--- SELECTED PASSAGE ---
"""
ParquetSet

Purpose and creation

An instance of ParquetSet class gathers a collection of datasets. ParquetSet instantiation requires the definition of a collection path and a dataset indexing logic.

  • A collection path is directory path (existing or not) where will be (are) gathered directories for each dataset.

  • An indexing logic is formalized by use of a @toplevel-decorated class as presented in Collection indexing.

from os import path as os_path
from oups import ParquetSet, toplevel

# Define an indexing logic to generate each individual dataset folder name.
@toplevel
class DatasetIndex:
    country: str
    city: str

# Define a collection path.
store_path = os_path.expanduser('~/Documents/data/weather_knowledge_base')

# Initialize a parquet dataset collection.
ps = ParquetSet(store_path, DatasetIndex)

Usage notes

Dataframe format

  • oups accepts pandas or vaex dataframes.
"""
--- EXERCISES ---
- A) From the ParquetSet documentation, copy the text from "# Initialize a" up to and including "or vaex dataframes.".
- B) According to the ParquetSet documentation, which kinds of dataframes does oups accept?
- C) Continue the ParquetSet documentation from the point where it stops.

--- GIVEN ENTRIES ---
"""
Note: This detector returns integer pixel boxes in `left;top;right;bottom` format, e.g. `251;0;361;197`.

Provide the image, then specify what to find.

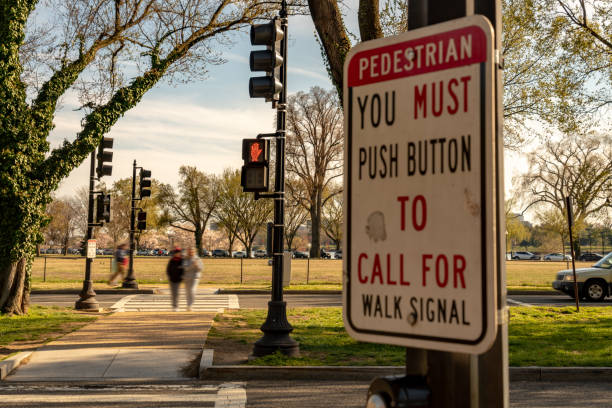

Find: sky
49;2;525;197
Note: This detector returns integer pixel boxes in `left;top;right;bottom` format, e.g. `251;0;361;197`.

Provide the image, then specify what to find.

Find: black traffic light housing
249;17;284;102
240;139;270;192
96;193;111;223
96;137;113;178
140;169;151;199
136;210;147;231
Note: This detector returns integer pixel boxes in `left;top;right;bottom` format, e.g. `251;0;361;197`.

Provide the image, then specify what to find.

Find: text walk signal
240;139;270;192
96;193;111;223
249;17;284;101
96;137;113;178
136;210;147;231
140;169;151;199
"""
--- SOLVED TASKS ---
- A)
# Initialize a parquet dataset collection.
ps = ParquetSet(store_path, DatasetIndex)

Usage notes

Dataframe format

  • oups accepts pandas or vaex dataframes.

- B) Pandas or vaex dataframes.

- C)
  • Row index is dropped when recording. If the index of your dataframe is meaningful, make sure to reset it as a column. This only applies to pandas dataframes, as vaex ones have no row index.

pandas_df = pandas_df.reset_index()
  • Column multi-index can be recorded. Here again vaex has no support for column multi-index. But if your vaex dataframe comes from a pandas one initially with column multi-index, you can expand it again at recording.

# With 'vaex_df' created from a pandas dataframe with column multi-index.
ps[idx] = {'cmidx_expand'=True}, vaex_df

Writing

  • When recording data to disk, ParquetSet instance accepts a tuple which first item is then a dict defining recording setting. Parameters accepted are those of oups.writer.write function and complementary to dirpath and data (see API reference for a review).

ps[idx] = {'row_group_size'=5_000_000, 'compression'='BROTLI'}, df
  • New datasets can be added to the same collection, as long as the index used is an instance from the same @toplevel-decorated class as the one used at ParquetSet instantiation.

Reading

  • A ParquetSet instance returns a ParquetHandle which gives access to data either through ‘handles’ (vaex dataframe or fastparquet parquet file) or directly as a pandas dataframe.

    • fastparquet parquet file ps[idx].pf,

    • or pandas dataframe ps[idx].pdf,

    • or vaex dataframe ps[idx].vdf.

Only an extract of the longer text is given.